● **Set task 1**: According to the film summary, what is the name of the town ferry that El Turu captains?

● **Excerpt to read**:
· · · ·
La León is a 2007 Argentine drama written and directed by Santiago Otheguy. Set in Northern Argentina, the film tells the story of a homosexual fieldworker, Álvaro (Jorge Román), and his relationship with a local bully, El Turu (Daniel Valenzuela). On its release the film received average reviews and won a Teddy Award.

Plot
On an island in the Paraná Delta of Argentina, Álvaro (Román) works as a fisherman and a reed cutter. His homosexuality and love of books make him an outsider in the small village. The brutish El Turu (Valenzuela) captains La León, the town ferry. He views Álvaro as a threat, bullying him almost constantly. However, as the film progresses, El Turu's hidden attraction to Álvaro becomes obvious.

Cast
 Jorge Román as Álvaro
 Daniel Valenzuela as El Turu.
· · · ·
● **Set task 2**: Return each line of the entries that contains the word "grass". Case counts.

● **Picture region annotation data**:
· · · ·
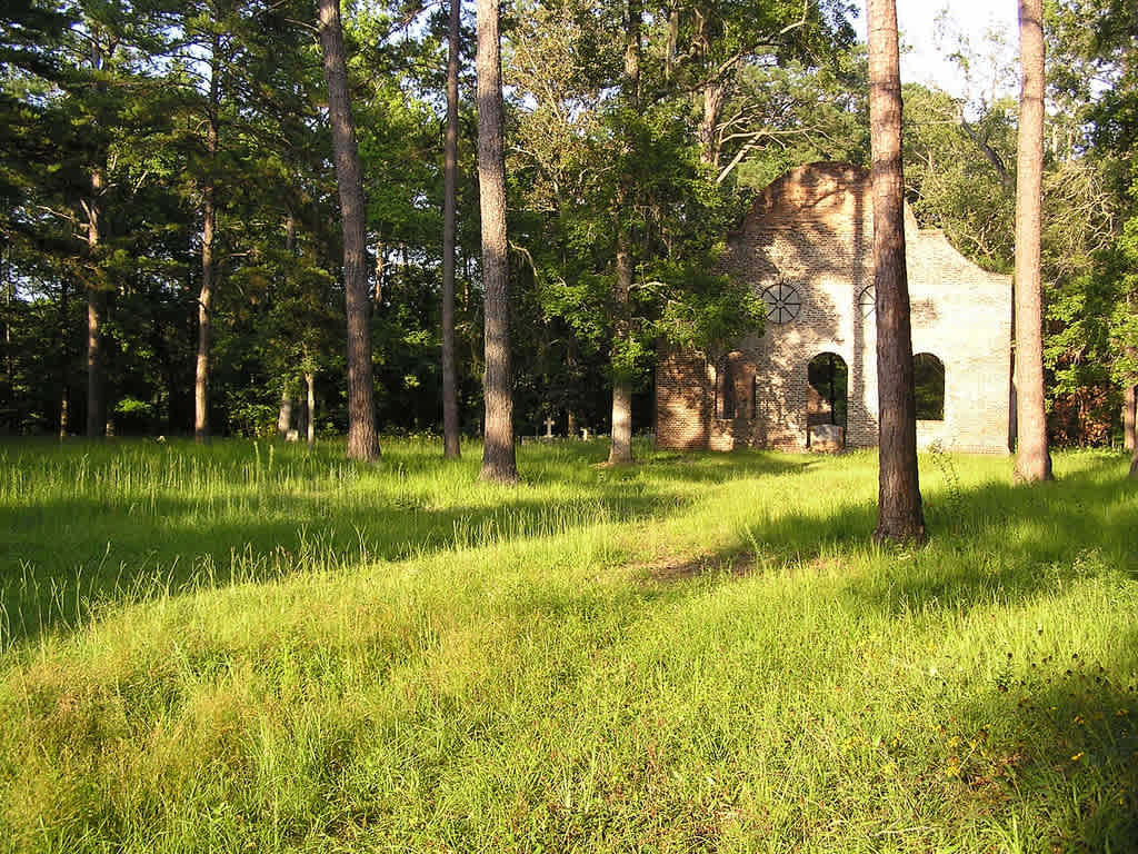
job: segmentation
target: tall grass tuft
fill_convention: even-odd
[[[1125,460],[0,450],[0,851],[1133,851]]]

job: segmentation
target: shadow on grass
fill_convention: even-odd
[[[1080,585],[1132,601],[1138,486],[1123,475],[1118,465],[1090,463],[1057,483],[933,492],[931,540],[920,548],[872,545],[871,506],[757,520],[734,549],[652,576],[676,585],[718,572],[729,584],[786,565],[820,572],[858,561],[865,569],[834,585],[847,611],[931,625],[973,608],[1030,607]],[[1112,638],[1104,660],[1079,648],[1031,657],[981,646],[976,655],[992,665],[990,681],[954,683],[924,700],[940,706],[937,720],[954,722],[962,747],[945,747],[951,778],[934,767],[918,772],[918,785],[949,789],[1011,851],[1138,851],[1138,630]]]
[[[81,625],[105,601],[553,536],[600,522],[663,518],[695,498],[692,485],[808,465],[759,452],[671,459],[642,449],[637,465],[600,469],[589,463],[601,444],[522,449],[523,483],[511,490],[478,484],[472,455],[445,461],[426,443],[393,443],[371,466],[344,462],[336,447],[310,457],[277,446],[275,469],[267,470],[269,446],[251,443],[16,443],[31,455],[30,469],[56,478],[90,477],[100,466],[109,470],[123,452],[160,477],[181,455],[199,466],[195,477],[215,494],[140,483],[137,496],[104,498],[86,487],[71,490],[69,498],[0,503],[0,529],[10,532],[0,542],[0,648]],[[11,446],[5,450],[11,455]],[[204,473],[204,466],[211,468]],[[327,477],[328,467],[339,479]],[[446,494],[456,498],[454,504],[439,506],[432,477],[453,486]]]

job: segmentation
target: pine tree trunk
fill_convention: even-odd
[[[1044,409],[1042,274],[1044,5],[1020,0],[1020,136],[1015,181],[1015,478],[1050,481]]]
[[[71,387],[68,386],[68,354],[67,354],[67,340],[71,336],[67,334],[67,327],[71,326],[71,290],[67,287],[67,280],[64,279],[60,282],[59,288],[59,340],[63,346],[63,361],[59,366],[59,438],[67,438],[67,429],[71,426]]]
[[[478,184],[485,290],[485,481],[513,483],[513,389],[510,379],[510,281],[502,140],[502,59],[497,0],[478,0]]]
[[[700,159],[719,169],[719,145],[716,132],[719,129],[719,115],[727,97],[727,87],[721,81],[709,81],[703,84],[703,117],[700,120],[699,141]]]
[[[1138,449],[1135,436],[1135,404],[1138,401],[1138,386],[1128,385],[1122,392],[1122,447],[1127,451]]]
[[[336,157],[336,182],[344,227],[344,298],[347,310],[348,459],[379,457],[371,364],[371,326],[364,244],[363,179],[348,97],[347,59],[339,0],[318,0],[320,44],[328,84],[328,117]]]
[[[88,257],[94,266],[99,262],[99,244],[102,240],[100,216],[102,213],[104,179],[100,170],[91,173],[91,203],[88,206],[86,248]],[[106,378],[102,364],[102,319],[107,311],[107,294],[99,288],[98,271],[92,270],[92,285],[86,289],[86,435],[101,438],[107,433]]]
[[[641,22],[643,6],[641,0],[628,0],[625,19],[625,79],[624,97],[628,105],[640,113],[640,58],[641,58]],[[628,188],[629,179],[622,179],[622,186],[617,194],[617,258],[616,281],[612,297],[616,310],[616,322],[612,340],[612,435],[609,441],[609,465],[626,465],[633,461],[633,386],[627,367],[622,362],[622,351],[629,344],[630,305],[629,296],[633,287],[632,239],[628,228],[624,224],[625,205],[633,195]]]
[[[913,336],[905,266],[901,81],[894,0],[868,0],[873,264],[877,290],[877,542],[921,541]]]
[[[316,446],[316,375],[308,371],[304,375],[304,384],[308,388],[308,449]]]
[[[628,296],[632,293],[633,263],[628,251],[628,238],[624,231],[617,238],[617,329],[613,351],[619,352],[628,343]],[[612,440],[609,444],[609,465],[626,465],[633,461],[633,384],[619,360],[612,364]]]
[[[281,408],[277,413],[277,438],[288,438],[289,428],[292,427],[292,396],[288,388],[281,392]]]
[[[214,188],[211,181],[203,190],[204,227],[201,229],[201,293],[198,295],[198,353],[193,370],[193,440],[209,437],[209,342],[213,334],[214,289]]]
[[[214,33],[209,59],[209,115],[206,125],[206,175],[201,187],[201,293],[198,295],[198,354],[193,370],[193,441],[209,438],[209,344],[213,337],[214,232],[217,208],[214,198],[214,162],[217,158],[217,107],[221,99],[217,52],[221,35]]]
[[[451,0],[446,63],[446,151],[443,199],[443,455],[457,459],[459,393],[454,369],[454,232],[459,176],[459,14],[461,0]]]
· · · ·
● **Task response 1**: La León

● **Task response 2**:
target: tall grass tuft
target: shadow on grass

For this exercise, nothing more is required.